**Your instructions**
Reproduce every line of the entries below verbatim, leaving the pictures out of your answer.

**Supplied records**
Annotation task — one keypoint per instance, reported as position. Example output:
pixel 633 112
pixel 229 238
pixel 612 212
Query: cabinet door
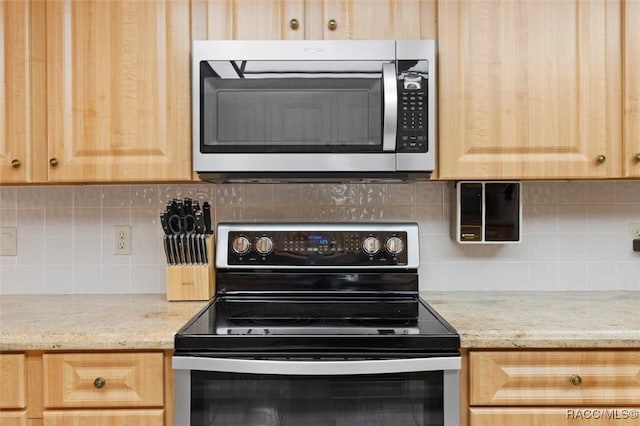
pixel 104 418
pixel 103 380
pixel 22 119
pixel 247 19
pixel 568 378
pixel 13 418
pixel 370 19
pixel 529 89
pixel 631 156
pixel 13 381
pixel 118 90
pixel 553 416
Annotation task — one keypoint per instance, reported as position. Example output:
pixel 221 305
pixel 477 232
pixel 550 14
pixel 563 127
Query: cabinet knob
pixel 99 382
pixel 576 380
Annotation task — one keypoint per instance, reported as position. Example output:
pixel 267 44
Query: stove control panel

**Response**
Annotation task — one keypoint per instance, reported as position. Example output:
pixel 633 112
pixel 229 238
pixel 612 212
Query: cabinet door
pixel 104 418
pixel 103 380
pixel 22 119
pixel 247 19
pixel 568 378
pixel 13 418
pixel 370 19
pixel 529 89
pixel 631 156
pixel 13 381
pixel 118 90
pixel 553 416
Annotation task — one keypoint per instance, reported as position. Example output:
pixel 221 305
pixel 477 232
pixel 550 14
pixel 563 127
Query: cabinet knob
pixel 99 382
pixel 576 380
Annotation task — one keypoint per instance, reported as position. Example output:
pixel 267 44
Query: stove control panel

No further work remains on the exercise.